Although the reasons for its production were not entirely clear yesterday, I should also say that, on 8 March 2024, Barclay Research Group produced a report on behalf of Edelweiss in the context of the Claimants’ outstanding application for interim relief, to restrain the disposal of Edelweiss’ assets. The report identified the collective valuation of certain asset portfolios held under Edelweiss’ name and outflows from those portfolios. The report indicates that the value of the portfolios as at February 2024 was $843 million, an increase of $98 million since December 2022, with outflows over the period July 2020 to February 2024 of some $65 million.
The RFI was served on 10 June 2024 and sought information concerning transfers out from Edelweiss for the period before that covered by the Barclay Research report, starting when steps were said to have been taken in earnest to divest Veronica of her interest in Edelweiss ie: the period from April 2018 until July 2020 (when the Barclay report kicks in). The RFI is framed in the following terms:-
“For the period between and including 27 April 2018 (the date of the letter by which Mrs Kazakova accepted her appointment as protector of Merenguito) and 19 July 2020 (the day before the start of the period addressed by Mr Philip Allister in his expert report dated 8 March 2024):-
(1) Identify each transaction by which an asset with a value of more than USD 50,000 was transferred from Edelweiss to any other person;
(2) For each such transaction, give full particulars of:
(a) The type of asset transferred;
(b) To whom the asset was transferred;
(c) When the asset was transferred;
(d) The value of the asset when it was transferred;
(e) The basis for the transfer (for example, whether by way of sale, distribution, gift, or otherwise);
(f) Any assets or proceeds received by Edelweiss or any other person for the transfer of the asset;
(g) What became of such assets or proceeds, providing the same details sought in this request.”

────

- _Given request 1_:
According to the Edelweiss passage, on what date was the RFI served?
- _Given request 2_:
Repeat the part of the Edelweiss passage that opens with the words containing "Although the reasons" and closes with "some $65 million.".

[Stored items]
────

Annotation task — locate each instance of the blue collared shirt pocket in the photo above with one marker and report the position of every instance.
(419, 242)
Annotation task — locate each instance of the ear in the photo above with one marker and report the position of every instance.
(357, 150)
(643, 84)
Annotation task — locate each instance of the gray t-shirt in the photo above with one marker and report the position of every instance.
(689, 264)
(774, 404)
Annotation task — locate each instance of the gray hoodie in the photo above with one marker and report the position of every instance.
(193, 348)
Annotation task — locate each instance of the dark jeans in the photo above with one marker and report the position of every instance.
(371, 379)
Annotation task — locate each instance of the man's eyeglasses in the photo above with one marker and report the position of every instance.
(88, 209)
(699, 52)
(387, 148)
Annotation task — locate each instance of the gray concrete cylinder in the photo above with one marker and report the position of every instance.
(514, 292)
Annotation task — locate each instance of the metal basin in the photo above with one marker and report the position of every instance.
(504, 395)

────

- _Right answer 1_:
10 June 2024

- _Right answer 2_:
Although the reasons for its production were not entirely clear yesterday, I should also say that, on 8 March 2024, Barclay Research Group produced a report on behalf of Edelweiss in the context of the Claimants’ outstanding application for interim relief, to restrain the disposal of Edelweiss’ assets. The report identified the collective valuation of certain asset portfolios held under Edelweiss’ name and outflows from those portfolios. The report indicates that the value of the portfolios as at February 2024 was $843 million, an increase of $98 million since December 2022, with outflows over the period July 2020 to February 2024 of some $65 million.